* TASK BRIEF *
Can you render each line of the entries below as a JSON list of strings, one string per line, with blank lines omitted?

*-*-*

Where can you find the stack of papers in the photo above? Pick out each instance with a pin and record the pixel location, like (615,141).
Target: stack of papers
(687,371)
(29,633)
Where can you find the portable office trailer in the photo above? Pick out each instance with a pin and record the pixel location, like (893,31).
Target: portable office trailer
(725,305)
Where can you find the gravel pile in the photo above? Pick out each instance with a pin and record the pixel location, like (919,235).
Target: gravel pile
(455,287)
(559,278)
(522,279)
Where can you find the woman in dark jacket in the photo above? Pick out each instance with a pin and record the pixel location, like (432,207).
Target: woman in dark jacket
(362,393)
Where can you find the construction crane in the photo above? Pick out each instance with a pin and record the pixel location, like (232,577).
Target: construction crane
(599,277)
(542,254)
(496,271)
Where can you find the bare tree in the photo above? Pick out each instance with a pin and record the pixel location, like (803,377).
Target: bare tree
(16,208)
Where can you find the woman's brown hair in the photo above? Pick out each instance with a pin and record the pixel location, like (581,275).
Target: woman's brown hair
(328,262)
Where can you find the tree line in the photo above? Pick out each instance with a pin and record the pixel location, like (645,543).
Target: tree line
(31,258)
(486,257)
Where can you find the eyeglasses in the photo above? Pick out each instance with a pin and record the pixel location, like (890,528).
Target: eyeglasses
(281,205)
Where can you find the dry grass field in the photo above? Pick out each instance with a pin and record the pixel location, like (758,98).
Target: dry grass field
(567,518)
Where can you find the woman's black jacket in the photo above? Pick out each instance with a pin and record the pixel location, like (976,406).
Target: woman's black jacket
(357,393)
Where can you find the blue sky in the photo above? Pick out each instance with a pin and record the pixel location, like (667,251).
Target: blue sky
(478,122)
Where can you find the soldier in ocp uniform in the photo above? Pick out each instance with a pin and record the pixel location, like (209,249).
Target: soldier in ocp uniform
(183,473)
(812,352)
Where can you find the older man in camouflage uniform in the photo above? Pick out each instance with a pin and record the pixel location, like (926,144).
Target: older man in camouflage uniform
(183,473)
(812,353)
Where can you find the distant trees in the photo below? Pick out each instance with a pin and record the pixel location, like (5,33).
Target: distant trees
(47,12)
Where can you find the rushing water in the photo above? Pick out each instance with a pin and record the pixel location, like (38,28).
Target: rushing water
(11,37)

*-*-*

* TASK OUTPUT *
[
  "Where can you find the stack of papers in the photo above? Pick out each instance with a pin and record the pixel location, like (615,141).",
  "Target: stack of papers",
  "(687,371)",
  "(29,633)",
  "Where can you find the portable office trailer in the photo above? Pick out each instance with a pin and record the pixel location, like (893,31).",
  "Target: portable office trailer",
  "(725,305)",
  "Where can you find the gravel pile in the photo above? Pick out each instance with a pin and record the pixel location, like (919,235).",
  "Target: gravel pile",
  "(455,287)",
  "(559,278)",
  "(522,279)",
  "Where can you find the woman in dark jacket in the photo above? Pick out each instance with a pin and record the pixel location, like (432,207).",
  "Target: woman in dark jacket",
  "(362,393)",
  "Where can you find the construction crane in the photo above? Pick out each instance with a pin and record the pixel location, like (232,577).",
  "Target: construction crane",
  "(599,277)",
  "(542,254)",
  "(496,271)",
  "Where can you find the bare tree in the photo above? Pick out each instance with a pin and record the pixel location, like (803,377).",
  "Target: bare tree",
  "(16,208)",
  "Where can you find the woman's brown hair in the photo above? Pick out each instance with a pin and record the pixel location, like (581,275).",
  "Target: woman's brown hair",
  "(328,262)",
  "Where can you find the tree line in the photo above? Pick out each instance with a pin and record the pixel location, like (645,543).",
  "Target: tree line",
  "(31,258)",
  "(486,257)",
  "Where can you find the eyeglasses in the photo above? Pick out each instance with a pin and record the pixel location, like (890,528).",
  "Target: eyeglasses",
  "(281,205)",
  "Where can you find the dry grass field in the photo above? Pick out each instance with a pin and record the pixel location, like (758,98).",
  "Target: dry grass field",
  "(567,518)",
  "Where can you find the woman's black jacket in the photo above? Pick out each instance with a pin and record the pixel location, like (976,406).",
  "Target: woman's black jacket",
  "(357,393)",
  "Where can you find the blue sky in the photo above? Pick out each instance with a pin and record the pixel location, like (667,251).",
  "Target: blue sky",
  "(478,122)",
  "Where can you find the soldier in ocp uniform in the photo above? Pick out each instance with a pin and record the pixel location, like (209,249).",
  "Target: soldier in ocp uniform",
  "(183,473)",
  "(812,352)",
  "Where can you find the older man in camouflage uniform in the photo above? Pick out each instance with a pin and record the pixel location, like (926,144).",
  "Target: older man in camouflage uniform",
  "(183,473)",
  "(812,353)",
  "Where can you find the distant trees in the photo below? Pick out each instance with a pin and record the pixel location, like (5,33).",
  "Target: distant trees",
  "(47,12)",
  "Where can you find the rushing water in the photo above? Pick out each instance with a pin and record the pixel location, like (38,28).",
  "Target: rushing water",
  "(11,37)"
]